DATA:
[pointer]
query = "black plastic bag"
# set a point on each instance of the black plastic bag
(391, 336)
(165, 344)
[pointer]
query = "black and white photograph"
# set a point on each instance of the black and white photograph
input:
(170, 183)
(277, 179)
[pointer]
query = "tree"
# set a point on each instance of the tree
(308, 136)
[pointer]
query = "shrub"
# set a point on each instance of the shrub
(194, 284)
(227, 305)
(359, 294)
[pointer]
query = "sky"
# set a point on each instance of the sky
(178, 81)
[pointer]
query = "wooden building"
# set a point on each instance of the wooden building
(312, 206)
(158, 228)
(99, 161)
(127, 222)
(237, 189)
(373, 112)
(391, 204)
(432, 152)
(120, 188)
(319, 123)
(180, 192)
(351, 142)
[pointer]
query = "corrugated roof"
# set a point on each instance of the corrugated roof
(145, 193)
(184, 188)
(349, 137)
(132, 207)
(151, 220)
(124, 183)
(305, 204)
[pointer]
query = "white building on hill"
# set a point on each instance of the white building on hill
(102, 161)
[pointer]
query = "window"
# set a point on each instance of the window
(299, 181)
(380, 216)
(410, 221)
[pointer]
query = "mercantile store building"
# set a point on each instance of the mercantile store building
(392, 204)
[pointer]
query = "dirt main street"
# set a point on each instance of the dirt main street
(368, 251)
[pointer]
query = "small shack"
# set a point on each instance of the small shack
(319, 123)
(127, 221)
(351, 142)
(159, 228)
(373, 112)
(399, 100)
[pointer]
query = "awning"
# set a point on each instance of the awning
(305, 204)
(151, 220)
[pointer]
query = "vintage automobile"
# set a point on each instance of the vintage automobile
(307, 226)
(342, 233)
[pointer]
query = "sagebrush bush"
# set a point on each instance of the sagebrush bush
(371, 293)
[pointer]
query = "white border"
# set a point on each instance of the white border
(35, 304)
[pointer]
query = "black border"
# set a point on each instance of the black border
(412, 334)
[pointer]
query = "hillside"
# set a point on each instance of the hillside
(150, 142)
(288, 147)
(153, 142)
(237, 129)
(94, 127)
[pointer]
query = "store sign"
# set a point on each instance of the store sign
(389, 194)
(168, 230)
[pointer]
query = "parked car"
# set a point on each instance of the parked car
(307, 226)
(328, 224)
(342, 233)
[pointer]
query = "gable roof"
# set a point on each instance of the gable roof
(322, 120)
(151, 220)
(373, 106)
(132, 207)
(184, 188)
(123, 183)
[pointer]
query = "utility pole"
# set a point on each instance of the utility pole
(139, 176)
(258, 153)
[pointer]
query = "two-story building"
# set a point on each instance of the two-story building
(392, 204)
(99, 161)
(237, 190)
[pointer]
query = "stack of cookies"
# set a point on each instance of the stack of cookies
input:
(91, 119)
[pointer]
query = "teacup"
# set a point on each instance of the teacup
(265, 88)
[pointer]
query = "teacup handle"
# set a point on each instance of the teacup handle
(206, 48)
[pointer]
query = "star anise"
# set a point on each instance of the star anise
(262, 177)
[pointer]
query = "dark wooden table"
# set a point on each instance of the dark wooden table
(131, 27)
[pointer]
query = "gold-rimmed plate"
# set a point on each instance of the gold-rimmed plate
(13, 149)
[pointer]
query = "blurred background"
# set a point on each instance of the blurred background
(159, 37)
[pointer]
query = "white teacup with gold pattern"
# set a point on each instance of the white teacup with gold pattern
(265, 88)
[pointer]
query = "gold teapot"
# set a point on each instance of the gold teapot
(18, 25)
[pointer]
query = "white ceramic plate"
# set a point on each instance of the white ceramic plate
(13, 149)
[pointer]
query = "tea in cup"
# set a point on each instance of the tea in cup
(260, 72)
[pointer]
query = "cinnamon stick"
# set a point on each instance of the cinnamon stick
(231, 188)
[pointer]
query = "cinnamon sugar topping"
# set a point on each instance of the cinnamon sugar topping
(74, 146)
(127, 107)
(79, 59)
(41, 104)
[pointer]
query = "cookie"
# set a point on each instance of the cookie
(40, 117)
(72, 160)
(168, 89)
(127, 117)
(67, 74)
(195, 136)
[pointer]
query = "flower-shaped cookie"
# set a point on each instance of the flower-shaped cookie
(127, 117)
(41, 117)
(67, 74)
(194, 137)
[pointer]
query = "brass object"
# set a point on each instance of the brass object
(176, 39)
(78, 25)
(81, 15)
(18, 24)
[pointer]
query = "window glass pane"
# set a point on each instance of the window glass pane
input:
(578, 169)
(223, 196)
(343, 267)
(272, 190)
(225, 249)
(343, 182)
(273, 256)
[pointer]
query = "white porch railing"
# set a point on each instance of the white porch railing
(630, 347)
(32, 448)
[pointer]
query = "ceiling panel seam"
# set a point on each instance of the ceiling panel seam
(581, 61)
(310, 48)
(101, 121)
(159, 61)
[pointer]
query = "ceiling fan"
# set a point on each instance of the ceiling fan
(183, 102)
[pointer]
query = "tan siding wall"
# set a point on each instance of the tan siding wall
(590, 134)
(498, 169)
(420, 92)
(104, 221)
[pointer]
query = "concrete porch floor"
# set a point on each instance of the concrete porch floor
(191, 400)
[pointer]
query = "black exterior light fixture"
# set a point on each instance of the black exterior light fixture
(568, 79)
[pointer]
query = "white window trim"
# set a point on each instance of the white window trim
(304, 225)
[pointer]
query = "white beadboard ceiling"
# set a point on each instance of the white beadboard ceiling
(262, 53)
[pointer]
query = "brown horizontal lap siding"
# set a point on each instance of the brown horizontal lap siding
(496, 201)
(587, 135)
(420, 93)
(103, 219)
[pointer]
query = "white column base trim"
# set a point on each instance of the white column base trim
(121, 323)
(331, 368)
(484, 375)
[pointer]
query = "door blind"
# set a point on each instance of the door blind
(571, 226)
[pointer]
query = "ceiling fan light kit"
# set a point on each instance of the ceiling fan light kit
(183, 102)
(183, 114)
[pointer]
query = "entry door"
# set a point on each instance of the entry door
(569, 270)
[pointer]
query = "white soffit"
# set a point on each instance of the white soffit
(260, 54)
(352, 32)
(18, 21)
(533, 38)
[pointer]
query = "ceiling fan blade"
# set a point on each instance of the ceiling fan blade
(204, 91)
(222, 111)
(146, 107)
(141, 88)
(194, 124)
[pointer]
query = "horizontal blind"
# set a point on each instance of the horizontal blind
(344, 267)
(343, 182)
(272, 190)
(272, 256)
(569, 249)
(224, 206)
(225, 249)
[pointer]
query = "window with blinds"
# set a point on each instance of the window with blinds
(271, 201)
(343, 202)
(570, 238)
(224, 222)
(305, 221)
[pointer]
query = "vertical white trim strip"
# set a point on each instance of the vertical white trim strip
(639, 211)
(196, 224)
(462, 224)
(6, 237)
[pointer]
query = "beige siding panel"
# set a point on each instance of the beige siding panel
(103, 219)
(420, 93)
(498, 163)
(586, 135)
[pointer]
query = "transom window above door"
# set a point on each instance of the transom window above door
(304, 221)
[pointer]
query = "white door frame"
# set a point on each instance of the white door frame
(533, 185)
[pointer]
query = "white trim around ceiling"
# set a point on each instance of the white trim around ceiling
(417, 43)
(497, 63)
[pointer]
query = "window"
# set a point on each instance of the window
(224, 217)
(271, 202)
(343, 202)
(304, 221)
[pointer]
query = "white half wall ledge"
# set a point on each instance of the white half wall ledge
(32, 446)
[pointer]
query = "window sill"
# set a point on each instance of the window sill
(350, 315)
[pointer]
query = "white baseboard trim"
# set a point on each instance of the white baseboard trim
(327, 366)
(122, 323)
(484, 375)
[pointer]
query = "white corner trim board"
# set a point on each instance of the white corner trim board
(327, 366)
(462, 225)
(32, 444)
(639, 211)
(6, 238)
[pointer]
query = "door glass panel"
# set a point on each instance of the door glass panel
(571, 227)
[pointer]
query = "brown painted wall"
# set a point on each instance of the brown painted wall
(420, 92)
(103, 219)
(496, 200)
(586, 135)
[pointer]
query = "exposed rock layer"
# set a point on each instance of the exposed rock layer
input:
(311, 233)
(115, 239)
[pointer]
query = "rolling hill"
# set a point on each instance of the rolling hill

WHAT IS REQUIRED: Go through the listing above. Show each line where the word "layer" is found.

WRITTEN SOLUTION:
query = "exposed rock layer"
# set a point on each instance of the exposed rock layer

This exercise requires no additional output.